■ **Available data**:
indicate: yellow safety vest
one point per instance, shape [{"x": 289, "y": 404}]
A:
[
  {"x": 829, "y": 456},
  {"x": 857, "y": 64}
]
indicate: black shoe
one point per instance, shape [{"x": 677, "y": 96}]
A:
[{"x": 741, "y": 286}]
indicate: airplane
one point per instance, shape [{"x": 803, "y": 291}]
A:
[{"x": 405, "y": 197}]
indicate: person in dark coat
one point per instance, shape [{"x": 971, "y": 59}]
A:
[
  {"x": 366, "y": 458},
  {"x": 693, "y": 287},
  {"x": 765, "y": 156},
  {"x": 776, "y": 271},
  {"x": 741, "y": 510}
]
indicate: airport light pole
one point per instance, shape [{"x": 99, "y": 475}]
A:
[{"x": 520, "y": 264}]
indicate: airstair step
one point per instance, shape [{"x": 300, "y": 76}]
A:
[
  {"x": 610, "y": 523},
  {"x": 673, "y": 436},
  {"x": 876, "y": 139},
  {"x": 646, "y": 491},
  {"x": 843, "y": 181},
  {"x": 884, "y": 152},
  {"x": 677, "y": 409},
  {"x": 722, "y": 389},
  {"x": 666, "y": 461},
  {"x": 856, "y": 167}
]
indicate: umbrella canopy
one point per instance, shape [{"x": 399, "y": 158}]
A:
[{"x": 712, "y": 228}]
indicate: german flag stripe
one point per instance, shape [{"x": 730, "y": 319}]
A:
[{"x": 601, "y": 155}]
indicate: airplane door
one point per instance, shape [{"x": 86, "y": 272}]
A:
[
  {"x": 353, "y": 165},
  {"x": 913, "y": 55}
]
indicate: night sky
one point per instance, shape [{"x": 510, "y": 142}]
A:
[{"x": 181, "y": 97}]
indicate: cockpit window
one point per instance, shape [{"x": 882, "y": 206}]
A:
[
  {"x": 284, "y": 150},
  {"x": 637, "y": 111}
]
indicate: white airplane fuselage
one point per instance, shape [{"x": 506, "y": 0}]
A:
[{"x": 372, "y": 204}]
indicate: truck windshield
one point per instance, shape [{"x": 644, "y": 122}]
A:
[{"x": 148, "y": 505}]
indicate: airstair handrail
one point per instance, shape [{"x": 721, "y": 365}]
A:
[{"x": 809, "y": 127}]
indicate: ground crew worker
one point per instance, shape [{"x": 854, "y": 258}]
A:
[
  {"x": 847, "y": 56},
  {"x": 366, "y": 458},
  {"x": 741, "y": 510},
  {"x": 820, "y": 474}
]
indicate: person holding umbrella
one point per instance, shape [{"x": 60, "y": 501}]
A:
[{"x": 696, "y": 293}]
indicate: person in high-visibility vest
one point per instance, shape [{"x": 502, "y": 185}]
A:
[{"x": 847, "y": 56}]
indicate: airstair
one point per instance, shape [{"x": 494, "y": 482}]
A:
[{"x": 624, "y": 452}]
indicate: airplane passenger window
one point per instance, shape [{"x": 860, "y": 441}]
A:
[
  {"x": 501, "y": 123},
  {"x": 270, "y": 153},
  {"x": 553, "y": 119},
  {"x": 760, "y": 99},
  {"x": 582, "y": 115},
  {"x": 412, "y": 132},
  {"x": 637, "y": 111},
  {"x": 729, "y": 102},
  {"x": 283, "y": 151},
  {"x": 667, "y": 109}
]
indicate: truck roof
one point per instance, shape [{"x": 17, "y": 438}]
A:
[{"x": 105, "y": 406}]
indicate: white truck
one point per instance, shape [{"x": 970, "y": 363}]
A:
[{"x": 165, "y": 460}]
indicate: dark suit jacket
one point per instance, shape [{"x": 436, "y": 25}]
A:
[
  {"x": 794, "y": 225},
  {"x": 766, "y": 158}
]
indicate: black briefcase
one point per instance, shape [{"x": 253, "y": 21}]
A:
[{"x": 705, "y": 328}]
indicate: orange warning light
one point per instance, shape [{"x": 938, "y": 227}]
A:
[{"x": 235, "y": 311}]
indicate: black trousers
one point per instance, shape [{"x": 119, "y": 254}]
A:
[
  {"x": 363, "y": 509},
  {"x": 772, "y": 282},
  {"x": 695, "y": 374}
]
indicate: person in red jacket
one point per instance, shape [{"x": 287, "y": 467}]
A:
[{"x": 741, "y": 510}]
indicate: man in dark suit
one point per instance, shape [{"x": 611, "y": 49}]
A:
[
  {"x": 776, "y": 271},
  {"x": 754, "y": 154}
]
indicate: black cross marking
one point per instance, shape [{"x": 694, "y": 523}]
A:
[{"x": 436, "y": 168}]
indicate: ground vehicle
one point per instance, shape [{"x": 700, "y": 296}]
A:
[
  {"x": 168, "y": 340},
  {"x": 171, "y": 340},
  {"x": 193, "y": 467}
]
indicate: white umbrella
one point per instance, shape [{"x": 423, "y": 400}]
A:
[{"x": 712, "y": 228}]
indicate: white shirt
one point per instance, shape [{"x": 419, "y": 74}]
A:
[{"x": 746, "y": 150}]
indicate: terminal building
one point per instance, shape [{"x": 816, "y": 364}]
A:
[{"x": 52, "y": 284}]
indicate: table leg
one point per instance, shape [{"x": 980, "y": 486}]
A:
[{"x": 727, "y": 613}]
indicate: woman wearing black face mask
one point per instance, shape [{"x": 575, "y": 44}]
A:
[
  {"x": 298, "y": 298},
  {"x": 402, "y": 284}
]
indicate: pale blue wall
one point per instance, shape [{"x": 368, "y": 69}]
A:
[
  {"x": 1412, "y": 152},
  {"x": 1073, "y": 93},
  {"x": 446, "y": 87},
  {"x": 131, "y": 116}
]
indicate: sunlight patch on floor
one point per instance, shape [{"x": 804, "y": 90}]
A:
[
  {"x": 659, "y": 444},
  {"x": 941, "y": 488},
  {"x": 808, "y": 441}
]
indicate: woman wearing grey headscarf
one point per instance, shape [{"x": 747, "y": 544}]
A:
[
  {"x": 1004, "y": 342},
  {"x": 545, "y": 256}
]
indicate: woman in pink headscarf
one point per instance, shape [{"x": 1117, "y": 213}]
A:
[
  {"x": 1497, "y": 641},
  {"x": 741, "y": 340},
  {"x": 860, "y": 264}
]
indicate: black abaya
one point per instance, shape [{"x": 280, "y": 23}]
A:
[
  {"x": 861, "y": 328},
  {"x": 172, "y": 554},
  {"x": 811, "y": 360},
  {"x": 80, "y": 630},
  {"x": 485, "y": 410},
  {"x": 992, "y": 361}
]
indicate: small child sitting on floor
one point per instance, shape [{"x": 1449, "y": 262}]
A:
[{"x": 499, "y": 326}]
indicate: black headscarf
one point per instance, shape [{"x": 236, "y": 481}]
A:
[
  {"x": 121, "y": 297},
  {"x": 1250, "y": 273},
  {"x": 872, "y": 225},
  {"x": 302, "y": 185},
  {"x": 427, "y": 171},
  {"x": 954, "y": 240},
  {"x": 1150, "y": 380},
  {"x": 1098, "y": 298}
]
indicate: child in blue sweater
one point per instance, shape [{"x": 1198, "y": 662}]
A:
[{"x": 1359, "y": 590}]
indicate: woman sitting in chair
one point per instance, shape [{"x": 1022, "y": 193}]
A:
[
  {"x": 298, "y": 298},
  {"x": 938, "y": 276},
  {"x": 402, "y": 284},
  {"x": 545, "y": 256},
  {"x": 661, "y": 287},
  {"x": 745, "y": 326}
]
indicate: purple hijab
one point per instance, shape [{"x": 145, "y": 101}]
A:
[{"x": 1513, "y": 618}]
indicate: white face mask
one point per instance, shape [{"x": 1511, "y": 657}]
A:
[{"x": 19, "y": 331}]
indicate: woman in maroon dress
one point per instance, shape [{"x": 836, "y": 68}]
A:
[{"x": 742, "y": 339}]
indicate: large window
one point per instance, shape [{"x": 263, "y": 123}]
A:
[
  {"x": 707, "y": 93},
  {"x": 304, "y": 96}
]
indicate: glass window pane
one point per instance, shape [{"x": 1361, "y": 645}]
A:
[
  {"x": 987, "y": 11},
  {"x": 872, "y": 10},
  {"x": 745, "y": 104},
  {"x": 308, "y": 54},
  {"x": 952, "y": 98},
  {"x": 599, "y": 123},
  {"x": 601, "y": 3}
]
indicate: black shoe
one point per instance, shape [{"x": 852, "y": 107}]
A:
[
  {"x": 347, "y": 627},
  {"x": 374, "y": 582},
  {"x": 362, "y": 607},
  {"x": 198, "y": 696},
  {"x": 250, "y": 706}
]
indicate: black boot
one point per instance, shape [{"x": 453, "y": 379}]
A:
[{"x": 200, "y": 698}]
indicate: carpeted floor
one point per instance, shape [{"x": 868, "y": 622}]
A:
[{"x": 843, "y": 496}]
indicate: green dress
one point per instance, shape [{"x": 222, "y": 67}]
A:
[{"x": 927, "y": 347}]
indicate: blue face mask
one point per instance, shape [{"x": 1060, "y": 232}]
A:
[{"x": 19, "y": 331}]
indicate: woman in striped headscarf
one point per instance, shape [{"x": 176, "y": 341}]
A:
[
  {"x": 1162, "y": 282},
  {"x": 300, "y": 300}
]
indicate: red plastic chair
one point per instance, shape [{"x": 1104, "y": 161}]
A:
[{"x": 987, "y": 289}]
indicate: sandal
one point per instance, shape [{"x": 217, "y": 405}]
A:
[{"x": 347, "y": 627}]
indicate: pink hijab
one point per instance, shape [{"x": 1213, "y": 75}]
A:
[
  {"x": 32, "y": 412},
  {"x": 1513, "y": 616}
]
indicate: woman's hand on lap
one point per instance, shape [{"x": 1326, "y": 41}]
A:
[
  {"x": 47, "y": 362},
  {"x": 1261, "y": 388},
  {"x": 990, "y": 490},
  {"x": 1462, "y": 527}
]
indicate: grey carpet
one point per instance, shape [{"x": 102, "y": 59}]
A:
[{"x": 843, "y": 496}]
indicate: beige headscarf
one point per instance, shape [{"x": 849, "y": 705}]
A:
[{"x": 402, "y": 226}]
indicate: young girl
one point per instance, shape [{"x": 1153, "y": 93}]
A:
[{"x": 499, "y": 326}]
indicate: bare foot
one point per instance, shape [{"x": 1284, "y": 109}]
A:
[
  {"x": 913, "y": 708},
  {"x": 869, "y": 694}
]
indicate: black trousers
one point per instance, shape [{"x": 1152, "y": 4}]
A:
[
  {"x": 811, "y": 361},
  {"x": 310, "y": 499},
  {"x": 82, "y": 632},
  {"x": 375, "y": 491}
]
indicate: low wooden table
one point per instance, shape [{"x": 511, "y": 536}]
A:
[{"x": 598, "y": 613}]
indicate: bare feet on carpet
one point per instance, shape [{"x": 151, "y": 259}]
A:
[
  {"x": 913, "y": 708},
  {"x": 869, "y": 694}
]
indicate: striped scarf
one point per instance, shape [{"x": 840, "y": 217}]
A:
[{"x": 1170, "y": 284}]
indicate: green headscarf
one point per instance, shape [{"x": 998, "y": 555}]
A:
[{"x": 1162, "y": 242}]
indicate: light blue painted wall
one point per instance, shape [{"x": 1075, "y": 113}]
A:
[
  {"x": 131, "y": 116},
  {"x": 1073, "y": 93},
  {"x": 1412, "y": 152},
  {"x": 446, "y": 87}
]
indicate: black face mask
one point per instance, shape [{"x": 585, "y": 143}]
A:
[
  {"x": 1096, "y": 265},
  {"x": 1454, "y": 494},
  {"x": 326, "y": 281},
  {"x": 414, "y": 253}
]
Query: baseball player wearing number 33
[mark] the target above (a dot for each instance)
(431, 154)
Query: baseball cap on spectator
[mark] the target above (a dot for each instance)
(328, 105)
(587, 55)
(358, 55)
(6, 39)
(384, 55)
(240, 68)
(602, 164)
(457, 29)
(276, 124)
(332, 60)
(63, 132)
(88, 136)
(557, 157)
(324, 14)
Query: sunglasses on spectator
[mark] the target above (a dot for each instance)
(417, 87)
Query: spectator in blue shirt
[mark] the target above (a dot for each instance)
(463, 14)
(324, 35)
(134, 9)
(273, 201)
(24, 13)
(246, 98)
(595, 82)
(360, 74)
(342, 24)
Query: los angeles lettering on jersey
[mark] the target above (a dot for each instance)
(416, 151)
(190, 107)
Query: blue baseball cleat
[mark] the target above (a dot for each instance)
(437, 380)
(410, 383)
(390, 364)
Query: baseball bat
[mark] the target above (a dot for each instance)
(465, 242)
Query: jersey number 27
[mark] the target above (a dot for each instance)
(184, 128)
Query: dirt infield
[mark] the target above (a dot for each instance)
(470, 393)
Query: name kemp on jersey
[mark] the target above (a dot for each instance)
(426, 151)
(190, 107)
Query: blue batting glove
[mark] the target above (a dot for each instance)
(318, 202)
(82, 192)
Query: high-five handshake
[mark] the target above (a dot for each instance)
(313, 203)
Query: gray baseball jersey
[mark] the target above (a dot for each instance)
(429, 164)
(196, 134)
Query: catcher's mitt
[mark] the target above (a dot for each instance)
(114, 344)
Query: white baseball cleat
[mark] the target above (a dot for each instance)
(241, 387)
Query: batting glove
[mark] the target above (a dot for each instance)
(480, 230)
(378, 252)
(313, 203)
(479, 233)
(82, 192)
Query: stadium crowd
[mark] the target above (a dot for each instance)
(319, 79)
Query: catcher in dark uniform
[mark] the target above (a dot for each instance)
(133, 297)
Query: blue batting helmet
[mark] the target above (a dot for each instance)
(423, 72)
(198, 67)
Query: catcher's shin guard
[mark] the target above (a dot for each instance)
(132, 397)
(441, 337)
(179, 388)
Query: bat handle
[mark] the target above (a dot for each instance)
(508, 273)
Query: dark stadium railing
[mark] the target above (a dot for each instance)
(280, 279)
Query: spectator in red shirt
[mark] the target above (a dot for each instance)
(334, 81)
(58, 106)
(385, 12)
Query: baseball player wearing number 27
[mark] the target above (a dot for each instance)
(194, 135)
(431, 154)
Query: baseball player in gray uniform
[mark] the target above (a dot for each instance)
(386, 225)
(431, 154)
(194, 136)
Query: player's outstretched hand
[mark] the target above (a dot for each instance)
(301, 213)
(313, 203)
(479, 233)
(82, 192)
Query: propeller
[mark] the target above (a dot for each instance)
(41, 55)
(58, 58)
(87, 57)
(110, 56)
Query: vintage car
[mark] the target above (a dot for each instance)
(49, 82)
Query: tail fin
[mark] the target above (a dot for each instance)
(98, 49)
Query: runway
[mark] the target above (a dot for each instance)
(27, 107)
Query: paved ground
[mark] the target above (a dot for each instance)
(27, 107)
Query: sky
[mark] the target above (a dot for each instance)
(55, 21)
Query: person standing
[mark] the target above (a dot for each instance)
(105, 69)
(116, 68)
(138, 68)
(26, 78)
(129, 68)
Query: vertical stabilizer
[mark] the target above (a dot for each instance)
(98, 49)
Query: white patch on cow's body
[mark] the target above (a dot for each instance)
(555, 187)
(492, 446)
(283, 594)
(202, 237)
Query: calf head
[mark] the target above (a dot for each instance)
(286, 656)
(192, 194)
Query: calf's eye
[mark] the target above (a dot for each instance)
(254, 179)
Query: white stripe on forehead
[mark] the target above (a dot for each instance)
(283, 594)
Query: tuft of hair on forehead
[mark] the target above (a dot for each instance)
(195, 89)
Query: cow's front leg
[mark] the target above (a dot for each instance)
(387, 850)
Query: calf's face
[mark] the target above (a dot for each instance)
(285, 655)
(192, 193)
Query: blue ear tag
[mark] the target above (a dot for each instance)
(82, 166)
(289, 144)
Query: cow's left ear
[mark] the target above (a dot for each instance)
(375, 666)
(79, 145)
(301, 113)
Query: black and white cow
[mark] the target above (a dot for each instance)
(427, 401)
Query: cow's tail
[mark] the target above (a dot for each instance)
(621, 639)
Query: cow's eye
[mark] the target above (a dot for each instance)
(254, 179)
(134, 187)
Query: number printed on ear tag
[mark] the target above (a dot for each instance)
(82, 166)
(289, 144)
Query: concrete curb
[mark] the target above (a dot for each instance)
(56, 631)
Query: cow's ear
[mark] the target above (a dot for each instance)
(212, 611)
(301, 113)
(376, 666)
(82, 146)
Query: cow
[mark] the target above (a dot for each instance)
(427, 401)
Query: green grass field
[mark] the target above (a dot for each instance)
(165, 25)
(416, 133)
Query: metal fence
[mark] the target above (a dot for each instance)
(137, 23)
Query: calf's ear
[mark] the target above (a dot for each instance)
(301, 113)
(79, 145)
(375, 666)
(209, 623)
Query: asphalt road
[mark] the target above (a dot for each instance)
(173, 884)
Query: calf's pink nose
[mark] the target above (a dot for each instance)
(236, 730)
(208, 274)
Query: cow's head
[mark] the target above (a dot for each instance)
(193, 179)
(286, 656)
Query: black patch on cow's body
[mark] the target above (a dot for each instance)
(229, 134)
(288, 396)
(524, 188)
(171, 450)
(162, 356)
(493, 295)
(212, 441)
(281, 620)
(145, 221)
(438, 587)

■ **To do**: Check the lines above and copy each one that includes "high".

■ **Response area**:
indicate: person in high-visibility vest
Query: high-five handshake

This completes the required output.